Reflexionen des Genossen Fidel
SCHWIMMEN GEGEN DEN STROM
Nach der Ansprache Obamas am
Nachmittag 23. Mai dieses Jahres vor der Cuban
American National Foundation, die von Ronald Reagan gegründet wurde,
schrieb ich eine Reflexion unter dem Titel Die
Zynische Politik des Imperiums mit Datum vom 25. dieses Monats.
Darin habe ich seine Worte vor
den Annexionisten Miamis wortwörtlich zitiert:
„Wir werden zusammen die Freiheit Kubas suchen; das ist
mein Versprechen; das ist meine Verpflichtung… Es ist an der Zeit, dass das
amerikanische Geld es schafft, das kubanische Volk weniger abhängig von dem
Regime Castros zu machen. Ich werde das Embargo weiter aufrechterhalten“.
Nachdem ich weitere Gedanken und
gar nicht ethische Beispiele des allgemeinen Verhaltens der Präsidenten hinzugefügte, die dem in den Wahlen des 4.
November gewählten vorangegangenen waren, schrieb ich wortwörtlich:
„Ich bin zu verschiedenen
heiklen Fragen verpflichtet:
1. Ist es korrekt, dass der Präsident der
Vereinigten Staaten die Ermordung von irgendeiner Person auf der Welt anordnet,
egal unter welchem Vorwand?
2. Ist es ethisch, dass der Präsident der
Vereinigten Staaten anordnet, andere Menschenwesen zu foltern?
3. Ist der Staatsterrorismus ein
Instrument, das ein so mächtiges Land wie die Vereinigten Staaten anwenden
sollte, damit es Frieden auf dem Planeten gibt?
4. Kann man ein Gesetz gut und ehrbar
nennen, das wie das Adjustment Act
als eine Bestrafung nur auf ein einziges Land, Kuba, angewendet wird, um es zu
destabilisieren, auch wenn es das Leben von unschuldigen Kindern und Müttern
kostet? Wenn es gut genannt werden kann, warum wendet man nicht das
automatische Aufenthaltsrecht auf Haitianer, Dominikaner und Bürger der
anderen Länder der Karibik an und tut
dasselbe mit den Mexikanern, Zentralamerikanern und Südamerikanern, die wie
Fliegen an der Mauer der mexikanischen Grenze bzw. in den Gewässern des
Atlantischen und Pazifischen Ozeans sterben?

▬▬▬▬▬▬

» **Aufgaben**:
**1.** Gib den Textauszug wortgetreu wieder, beginnend mit „3. Ist der Staatsterrorismus“ und endend mit „Pazifischen Ozeans sterben?“.
**2.** Prüfe anhand des Textauszugs, ob die folgenden Aussagen zutreffen. Antworte jeweils mit Ja oder Nein und zitiere die entscheidenden Worte.
(a) Obama hielt seine Ansprache vor der Cuban American National Foundation.
(b) Die Reflexion „Die Zynische Politik des Imperiums“ trägt das Datum des 23. Mai.
(c) Obama kündigte an, das Embargo aufzuheben.

▬▬▬▬▬▬

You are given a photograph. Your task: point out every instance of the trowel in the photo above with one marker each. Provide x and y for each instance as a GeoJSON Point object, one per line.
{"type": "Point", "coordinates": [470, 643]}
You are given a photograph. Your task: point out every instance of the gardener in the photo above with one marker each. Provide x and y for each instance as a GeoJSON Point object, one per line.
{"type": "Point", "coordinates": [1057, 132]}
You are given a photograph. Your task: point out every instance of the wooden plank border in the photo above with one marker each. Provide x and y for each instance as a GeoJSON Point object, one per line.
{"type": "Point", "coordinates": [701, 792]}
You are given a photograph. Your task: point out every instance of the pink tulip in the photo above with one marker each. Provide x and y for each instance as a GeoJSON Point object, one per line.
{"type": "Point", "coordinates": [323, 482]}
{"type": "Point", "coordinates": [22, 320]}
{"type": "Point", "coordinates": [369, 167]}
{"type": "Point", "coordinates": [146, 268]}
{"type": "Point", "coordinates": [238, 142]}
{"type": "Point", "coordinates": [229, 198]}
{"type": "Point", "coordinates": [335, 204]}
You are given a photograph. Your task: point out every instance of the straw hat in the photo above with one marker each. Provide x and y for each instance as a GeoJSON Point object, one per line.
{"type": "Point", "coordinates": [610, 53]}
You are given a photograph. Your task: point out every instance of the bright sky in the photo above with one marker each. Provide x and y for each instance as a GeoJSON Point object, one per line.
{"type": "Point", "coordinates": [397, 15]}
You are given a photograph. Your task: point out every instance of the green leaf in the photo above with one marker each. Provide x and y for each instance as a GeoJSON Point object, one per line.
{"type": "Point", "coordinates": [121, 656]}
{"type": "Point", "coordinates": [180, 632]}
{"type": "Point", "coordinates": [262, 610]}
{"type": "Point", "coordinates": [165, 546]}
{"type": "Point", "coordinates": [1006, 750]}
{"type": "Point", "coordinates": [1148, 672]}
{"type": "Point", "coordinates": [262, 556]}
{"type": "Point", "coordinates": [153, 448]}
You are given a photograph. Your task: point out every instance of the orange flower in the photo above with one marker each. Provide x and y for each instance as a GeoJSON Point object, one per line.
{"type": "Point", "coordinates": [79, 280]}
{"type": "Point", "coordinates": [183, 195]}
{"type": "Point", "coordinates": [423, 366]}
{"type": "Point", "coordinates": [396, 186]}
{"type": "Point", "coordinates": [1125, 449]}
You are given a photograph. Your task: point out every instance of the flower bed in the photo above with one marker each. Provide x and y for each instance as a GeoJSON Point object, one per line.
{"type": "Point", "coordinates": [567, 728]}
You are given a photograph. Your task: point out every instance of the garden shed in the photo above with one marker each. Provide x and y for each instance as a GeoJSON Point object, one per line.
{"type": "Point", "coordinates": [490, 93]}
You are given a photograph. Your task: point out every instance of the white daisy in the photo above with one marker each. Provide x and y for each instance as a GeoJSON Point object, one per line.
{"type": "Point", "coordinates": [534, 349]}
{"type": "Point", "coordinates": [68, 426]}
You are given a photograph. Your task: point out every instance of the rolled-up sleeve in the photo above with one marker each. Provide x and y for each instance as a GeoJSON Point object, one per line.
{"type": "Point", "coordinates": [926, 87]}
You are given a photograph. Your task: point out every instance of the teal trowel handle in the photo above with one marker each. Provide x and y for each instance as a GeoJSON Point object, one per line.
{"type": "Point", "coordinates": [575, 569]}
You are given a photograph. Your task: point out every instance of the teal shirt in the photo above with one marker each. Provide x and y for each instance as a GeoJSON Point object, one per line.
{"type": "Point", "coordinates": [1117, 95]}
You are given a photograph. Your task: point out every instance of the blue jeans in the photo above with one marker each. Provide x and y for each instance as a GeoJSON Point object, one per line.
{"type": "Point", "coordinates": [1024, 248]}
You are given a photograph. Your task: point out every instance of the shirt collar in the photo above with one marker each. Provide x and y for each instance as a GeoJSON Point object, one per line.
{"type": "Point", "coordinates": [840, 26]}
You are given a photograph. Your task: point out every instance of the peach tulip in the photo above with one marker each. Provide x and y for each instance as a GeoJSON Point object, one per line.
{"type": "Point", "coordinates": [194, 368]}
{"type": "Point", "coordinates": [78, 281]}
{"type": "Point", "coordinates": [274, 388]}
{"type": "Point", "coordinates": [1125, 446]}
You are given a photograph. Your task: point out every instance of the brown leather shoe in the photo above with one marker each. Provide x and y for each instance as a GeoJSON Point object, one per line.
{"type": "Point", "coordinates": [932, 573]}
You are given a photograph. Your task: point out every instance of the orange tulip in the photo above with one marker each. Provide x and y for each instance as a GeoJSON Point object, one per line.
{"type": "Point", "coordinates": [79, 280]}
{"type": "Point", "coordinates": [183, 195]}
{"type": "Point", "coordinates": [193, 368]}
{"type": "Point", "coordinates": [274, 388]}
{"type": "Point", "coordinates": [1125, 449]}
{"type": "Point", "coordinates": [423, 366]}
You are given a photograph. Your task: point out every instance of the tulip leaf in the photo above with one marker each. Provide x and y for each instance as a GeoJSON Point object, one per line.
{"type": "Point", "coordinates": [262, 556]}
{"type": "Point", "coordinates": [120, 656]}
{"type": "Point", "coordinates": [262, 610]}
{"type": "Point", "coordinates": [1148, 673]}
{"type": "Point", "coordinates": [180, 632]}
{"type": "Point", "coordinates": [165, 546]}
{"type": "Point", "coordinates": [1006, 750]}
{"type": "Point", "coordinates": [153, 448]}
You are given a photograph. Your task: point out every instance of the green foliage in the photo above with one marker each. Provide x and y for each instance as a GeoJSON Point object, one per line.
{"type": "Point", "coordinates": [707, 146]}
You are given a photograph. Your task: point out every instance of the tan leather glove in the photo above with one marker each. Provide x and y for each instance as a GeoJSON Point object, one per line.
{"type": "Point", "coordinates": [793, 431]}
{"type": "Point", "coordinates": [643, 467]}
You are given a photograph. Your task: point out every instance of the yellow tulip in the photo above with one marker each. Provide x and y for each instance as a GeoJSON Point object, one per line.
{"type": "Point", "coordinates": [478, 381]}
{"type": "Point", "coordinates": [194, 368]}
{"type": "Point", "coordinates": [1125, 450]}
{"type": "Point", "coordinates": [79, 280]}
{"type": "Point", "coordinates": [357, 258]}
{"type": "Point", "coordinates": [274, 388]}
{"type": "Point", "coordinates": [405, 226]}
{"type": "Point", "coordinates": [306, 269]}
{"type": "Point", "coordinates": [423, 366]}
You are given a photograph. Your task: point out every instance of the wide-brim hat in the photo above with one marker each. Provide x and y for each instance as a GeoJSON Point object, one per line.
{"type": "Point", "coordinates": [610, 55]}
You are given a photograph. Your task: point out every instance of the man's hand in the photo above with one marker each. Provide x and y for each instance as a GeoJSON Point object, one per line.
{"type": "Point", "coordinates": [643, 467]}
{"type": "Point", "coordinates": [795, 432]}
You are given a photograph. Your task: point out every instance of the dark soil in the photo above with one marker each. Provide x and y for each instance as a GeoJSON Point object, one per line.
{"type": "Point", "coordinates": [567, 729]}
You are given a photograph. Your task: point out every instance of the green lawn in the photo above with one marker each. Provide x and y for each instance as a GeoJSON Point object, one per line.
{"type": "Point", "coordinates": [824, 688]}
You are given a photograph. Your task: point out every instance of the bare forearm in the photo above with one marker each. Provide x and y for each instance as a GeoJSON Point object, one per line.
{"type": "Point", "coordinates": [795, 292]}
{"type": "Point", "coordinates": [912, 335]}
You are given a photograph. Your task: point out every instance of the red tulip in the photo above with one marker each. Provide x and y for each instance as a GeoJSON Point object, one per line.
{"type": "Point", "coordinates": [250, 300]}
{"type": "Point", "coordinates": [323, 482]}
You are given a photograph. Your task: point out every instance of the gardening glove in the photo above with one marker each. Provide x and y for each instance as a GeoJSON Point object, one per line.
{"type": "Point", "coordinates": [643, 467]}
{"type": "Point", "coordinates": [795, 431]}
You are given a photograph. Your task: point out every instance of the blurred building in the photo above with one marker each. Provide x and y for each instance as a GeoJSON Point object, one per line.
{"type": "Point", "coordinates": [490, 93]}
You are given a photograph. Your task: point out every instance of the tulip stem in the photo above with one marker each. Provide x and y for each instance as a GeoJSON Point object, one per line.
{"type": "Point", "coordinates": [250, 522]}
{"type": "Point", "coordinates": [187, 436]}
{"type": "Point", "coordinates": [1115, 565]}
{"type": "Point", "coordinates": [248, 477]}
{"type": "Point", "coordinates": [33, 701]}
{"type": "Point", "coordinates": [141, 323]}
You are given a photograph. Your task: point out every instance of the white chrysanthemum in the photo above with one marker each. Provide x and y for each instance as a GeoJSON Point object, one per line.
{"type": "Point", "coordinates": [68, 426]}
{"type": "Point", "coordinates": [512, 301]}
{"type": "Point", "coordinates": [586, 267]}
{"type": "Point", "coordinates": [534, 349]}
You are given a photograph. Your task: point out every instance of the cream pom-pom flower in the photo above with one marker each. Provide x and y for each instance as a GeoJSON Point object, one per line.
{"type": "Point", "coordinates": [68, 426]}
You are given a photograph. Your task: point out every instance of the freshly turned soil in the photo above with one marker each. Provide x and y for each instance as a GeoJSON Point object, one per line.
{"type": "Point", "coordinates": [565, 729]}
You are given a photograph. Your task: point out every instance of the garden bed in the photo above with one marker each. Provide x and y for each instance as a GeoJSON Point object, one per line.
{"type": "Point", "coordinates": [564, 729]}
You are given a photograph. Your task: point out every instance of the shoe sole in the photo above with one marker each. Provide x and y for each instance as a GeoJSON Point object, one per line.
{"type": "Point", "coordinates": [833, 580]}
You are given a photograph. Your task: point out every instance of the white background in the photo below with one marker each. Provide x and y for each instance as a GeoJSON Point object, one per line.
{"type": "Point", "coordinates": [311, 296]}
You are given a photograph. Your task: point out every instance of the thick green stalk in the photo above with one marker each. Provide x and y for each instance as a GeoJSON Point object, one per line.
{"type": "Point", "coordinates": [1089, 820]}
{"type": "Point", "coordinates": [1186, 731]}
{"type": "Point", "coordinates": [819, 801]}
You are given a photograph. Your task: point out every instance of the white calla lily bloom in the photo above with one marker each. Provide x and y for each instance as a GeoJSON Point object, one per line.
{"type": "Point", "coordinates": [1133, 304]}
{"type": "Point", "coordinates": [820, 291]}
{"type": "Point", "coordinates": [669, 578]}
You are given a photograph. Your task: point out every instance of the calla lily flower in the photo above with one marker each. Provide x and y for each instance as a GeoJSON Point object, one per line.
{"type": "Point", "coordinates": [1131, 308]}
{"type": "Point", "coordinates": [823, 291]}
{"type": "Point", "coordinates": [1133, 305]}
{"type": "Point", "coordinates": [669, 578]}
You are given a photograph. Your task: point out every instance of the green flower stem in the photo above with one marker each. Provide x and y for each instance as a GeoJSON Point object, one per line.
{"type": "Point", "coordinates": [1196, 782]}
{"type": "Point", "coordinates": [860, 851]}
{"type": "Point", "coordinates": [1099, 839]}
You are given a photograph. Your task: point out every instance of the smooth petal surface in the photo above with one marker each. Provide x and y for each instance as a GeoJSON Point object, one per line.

▬▬▬▬▬▬

» **Lösungen**:
**1.**
3. Ist der Staatsterrorismus ein
Instrument, das ein so mächtiges Land wie die Vereinigten Staaten anwenden
sollte, damit es Frieden auf dem Planeten gibt?
4. Kann man ein Gesetz gut und ehrbar
nennen, das wie das Adjustment Act
als eine Bestrafung nur auf ein einziges Land, Kuba, angewendet wird, um es zu
destabilisieren, auch wenn es das Leben von unschuldigen Kindern und Müttern
kostet? Wenn es gut genannt werden kann, warum wendet man nicht das
automatische Aufenthaltsrecht auf Haitianer, Dominikaner und Bürger der
anderen Länder der Karibik an und tut
dasselbe mit den Mexikanern, Zentralamerikanern und Südamerikanern, die wie
Fliegen an der Mauer der mexikanischen Grenze bzw. in den Gewässern des
Atlantischen und Pazifischen Ozeans sterben?

**2.**
(a) Ja: „vor der Cuban American National Foundation“
(b) Nein: „mit Datum vom 25. dieses Monats“
(c) Nein: „Ich werde das Embargo weiter aufrechterhalten“